### INPUT ROWS ###

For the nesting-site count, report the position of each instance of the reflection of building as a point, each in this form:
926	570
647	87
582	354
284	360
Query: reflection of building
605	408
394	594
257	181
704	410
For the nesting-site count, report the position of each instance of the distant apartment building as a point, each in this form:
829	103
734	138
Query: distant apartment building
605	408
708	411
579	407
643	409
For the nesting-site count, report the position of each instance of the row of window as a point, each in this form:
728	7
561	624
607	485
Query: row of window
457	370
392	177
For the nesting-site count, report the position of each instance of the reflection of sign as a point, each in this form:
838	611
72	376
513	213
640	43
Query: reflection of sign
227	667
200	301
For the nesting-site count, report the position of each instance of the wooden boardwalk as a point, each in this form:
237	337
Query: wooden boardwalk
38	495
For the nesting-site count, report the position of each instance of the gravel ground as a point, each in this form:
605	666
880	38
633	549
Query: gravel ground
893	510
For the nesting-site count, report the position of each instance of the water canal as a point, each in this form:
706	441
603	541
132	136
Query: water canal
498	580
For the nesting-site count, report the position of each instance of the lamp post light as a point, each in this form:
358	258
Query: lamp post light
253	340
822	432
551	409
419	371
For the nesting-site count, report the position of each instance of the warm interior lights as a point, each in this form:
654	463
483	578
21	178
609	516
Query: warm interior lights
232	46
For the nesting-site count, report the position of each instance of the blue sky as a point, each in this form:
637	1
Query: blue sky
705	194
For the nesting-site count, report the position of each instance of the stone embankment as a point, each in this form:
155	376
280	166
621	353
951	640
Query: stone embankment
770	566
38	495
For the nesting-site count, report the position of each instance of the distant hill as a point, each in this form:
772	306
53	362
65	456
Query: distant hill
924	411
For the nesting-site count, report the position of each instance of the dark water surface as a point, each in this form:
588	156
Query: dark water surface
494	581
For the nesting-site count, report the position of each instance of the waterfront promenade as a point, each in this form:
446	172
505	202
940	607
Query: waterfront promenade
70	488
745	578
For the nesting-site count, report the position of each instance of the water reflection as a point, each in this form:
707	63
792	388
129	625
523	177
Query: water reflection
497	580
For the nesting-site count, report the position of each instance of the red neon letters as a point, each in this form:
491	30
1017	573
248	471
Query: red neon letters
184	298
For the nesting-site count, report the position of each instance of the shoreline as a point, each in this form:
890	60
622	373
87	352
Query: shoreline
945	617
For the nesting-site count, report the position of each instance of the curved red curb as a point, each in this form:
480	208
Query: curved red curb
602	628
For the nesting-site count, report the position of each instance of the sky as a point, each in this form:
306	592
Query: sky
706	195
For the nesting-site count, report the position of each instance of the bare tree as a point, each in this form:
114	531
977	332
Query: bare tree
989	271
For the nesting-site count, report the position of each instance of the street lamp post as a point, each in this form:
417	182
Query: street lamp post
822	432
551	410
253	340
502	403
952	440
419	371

###

• _WORK REQUIRED_
What do the records say? Quote them all exactly.

• _OUTPUT OF THE TASK_
For the nesting-site count, report the position of each instance of the reflection of building as a point, each in this form:
926	570
647	87
582	354
284	360
Query: reflection of building
605	408
394	594
257	181
704	410
For the nesting-site count, report the position of each instance of the distant apartment building as a point, each in this form:
829	103
734	138
Query: distant apartment building
605	408
708	411
579	407
643	409
For the nesting-site count, report the position of each instance of the row of window as a point, each in this form:
728	7
561	624
607	485
Query: row of window
457	370
392	177
For the nesting-site count, report the position of each instance of the reflection of sign as a point, each in this form:
838	611
72	376
513	213
640	43
Query: reflection of sign
227	667
200	301
For the nesting-site count, report the position of each instance of the wooden boardwalk as a point, each in this form:
237	337
Query: wooden boardwalk
38	495
For the nesting-site count, report the position of each instance of the gravel ground as a point, each in this form:
605	666
880	38
633	549
Query: gravel ground
893	510
For the nesting-site count, report the position of each instance of the water canal as a point, each in this form:
706	441
603	541
132	136
Query: water canal
498	580
For the nesting-site count, report the position of each instance of the lamp post light as a point, each in this form:
358	258
Query: lamp post light
253	340
822	432
551	409
419	371
For the nesting-site count, report the position of each instance of the warm interior lights as a point, each in this form:
654	463
483	578
21	178
609	516
Query: warm interior lights
232	46
For the nesting-site count, report the position of each instance of the blue sky as a point, each in this form:
637	1
Query: blue sky
705	194
For the nesting-site count, report the position of each instance of the stone embankment as a point, each in this form:
155	376
280	166
621	353
951	640
Query: stone embankment
770	566
38	495
For the nesting-site count, report the position of each instance of the distant hill as a point, each in this form:
772	306
53	362
65	456
Query: distant hill
924	411
For the nesting-site count, report the position of each instance of the dark water surface as a point, each in this form:
588	156
Query: dark water surface
494	581
For the nesting-site count, report the position of each instance of the waterfront promenade as a point, each in this form:
446	172
505	202
940	607
Query: waterfront promenade
70	488
745	578
For the nesting-site count, report the position of each instance of the water reflection as a point, each in this form:
707	63
792	388
129	625
523	177
Query: water reflection
497	580
For the nesting-site count, report the position of each instance of the red neon letters as a point, each in this form:
491	30
1017	573
248	471
Query: red neon letters
184	298
For the nesting-site count, report the position of each instance of the shoreline as a point, each in this form:
890	60
622	373
87	352
Query: shoreline
945	617
For the nesting-site count, report the position of each instance of the curved red curb as a point, each in this form:
480	208
Query: curved red curb
602	628
For the nesting-site count, report the position of each instance of the sky as a point, each in this form:
306	592
Query: sky
706	195
For the nesting-site count, report the position of each instance of the bare tree as a point, each in this form:
114	531
977	332
Query: bare tree
989	271
For the nesting-site count, report the position of each instance of the street lamp post as a point, each in this form:
417	182
Query: street lamp post
822	432
551	410
253	340
502	403
952	440
419	371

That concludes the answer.